Data excerpts

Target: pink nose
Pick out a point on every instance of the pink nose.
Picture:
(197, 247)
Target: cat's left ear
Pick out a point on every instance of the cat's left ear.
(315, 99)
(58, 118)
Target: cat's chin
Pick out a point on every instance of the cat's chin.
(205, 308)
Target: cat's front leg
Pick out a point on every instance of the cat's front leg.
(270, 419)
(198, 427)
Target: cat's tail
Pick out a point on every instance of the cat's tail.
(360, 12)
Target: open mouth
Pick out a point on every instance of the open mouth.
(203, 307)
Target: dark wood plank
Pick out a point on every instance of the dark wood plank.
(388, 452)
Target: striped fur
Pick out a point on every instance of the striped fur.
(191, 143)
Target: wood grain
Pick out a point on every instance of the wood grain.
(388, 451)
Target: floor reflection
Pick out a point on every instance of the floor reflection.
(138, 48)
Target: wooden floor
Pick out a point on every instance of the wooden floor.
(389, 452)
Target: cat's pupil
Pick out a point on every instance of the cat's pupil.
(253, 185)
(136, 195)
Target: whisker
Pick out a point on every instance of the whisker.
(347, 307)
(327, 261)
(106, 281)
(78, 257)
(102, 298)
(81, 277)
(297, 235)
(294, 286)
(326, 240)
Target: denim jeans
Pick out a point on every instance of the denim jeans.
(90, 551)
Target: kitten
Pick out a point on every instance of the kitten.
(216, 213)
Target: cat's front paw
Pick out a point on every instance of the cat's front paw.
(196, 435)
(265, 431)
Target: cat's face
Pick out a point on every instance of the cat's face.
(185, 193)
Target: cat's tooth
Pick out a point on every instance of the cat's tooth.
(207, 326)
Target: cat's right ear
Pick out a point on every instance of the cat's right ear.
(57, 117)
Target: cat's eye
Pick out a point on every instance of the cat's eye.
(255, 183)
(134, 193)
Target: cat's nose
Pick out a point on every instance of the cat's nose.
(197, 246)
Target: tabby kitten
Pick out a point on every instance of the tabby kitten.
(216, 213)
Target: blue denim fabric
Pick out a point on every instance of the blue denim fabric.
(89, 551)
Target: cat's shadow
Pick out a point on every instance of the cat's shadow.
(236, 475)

Directions for this task
Render the whole listing above as a numbered list, with one line per item and any blank lines omitted.

Final result
1. Target: pink nose
2. Pick out a point on every instance of the pink nose.
3. Picture:
4. (197, 247)
5. Target: cat's left ear
6. Pick out a point on every instance of the cat's left ear.
7. (315, 99)
8. (58, 118)
9. Target: cat's chin
10. Pick out a point on every instance of the cat's chin.
11. (205, 308)
12. Target: cat's front leg
13. Pick out a point on every instance of the cat's front leg.
14. (270, 419)
15. (198, 427)
16. Target: cat's tail
17. Pick out a point on every instance of the cat's tail.
18. (360, 12)
19. Target: open mouth
20. Pick out a point on every instance of the open mouth.
21. (203, 307)
22. Target: dark wood plank
23. Pick out a point on every instance of the dark wood plank.
24. (388, 452)
25. Target: striped fur
26. Pick out a point on every instance of the striped fur.
27. (191, 143)
28. Target: wood grain
29. Pick out a point on every instance of the wood grain.
30. (388, 451)
31. Target: floor reflection
32. Pick out a point on every instance of the floor reflection.
33. (138, 48)
34. Target: wooden floor
35. Pick out a point on every instance of the wooden floor.
36. (389, 452)
37. Target: cat's pupil
38. Pick out a point on every instance of the cat's pupil.
39. (253, 185)
40. (136, 195)
41. Target: whisker
42. Pick out a point on every instance of the whisker.
43. (347, 307)
44. (327, 261)
45. (106, 281)
46. (78, 257)
47. (102, 298)
48. (81, 277)
49. (297, 235)
50. (294, 286)
51. (326, 240)
52. Target: denim jeans
53. Pick out a point on every instance of the denim jeans.
54. (90, 551)
55. Target: kitten
56. Pick out a point on every instance of the kitten.
57. (216, 213)
58. Target: cat's front paw
59. Pick out a point on every instance of the cat's front paw.
60. (196, 435)
61. (265, 431)
62. Target: cat's face
63. Pick out a point on every instance of the cat's face.
64. (185, 193)
65. Target: cat's tooth
66. Pick out a point on every instance of the cat's tooth.
67. (207, 326)
68. Target: cat's right ear
69. Pick out a point on every instance of the cat's right ear.
70. (57, 117)
71. Target: cat's eye
72. Pick out a point on every instance of the cat's eye.
73. (255, 183)
74. (134, 193)
75. Target: cat's nose
76. Pick out a point on every instance of the cat's nose.
77. (197, 246)
78. Target: tabby kitten
79. Pick out a point on every instance of the tabby kitten.
80. (216, 213)
81. Target: blue denim fabric
82. Pick out a point on every instance of the blue denim fabric.
83. (89, 551)
84. Target: cat's shadow
85. Pick out a point on every instance of the cat's shadow.
86. (236, 475)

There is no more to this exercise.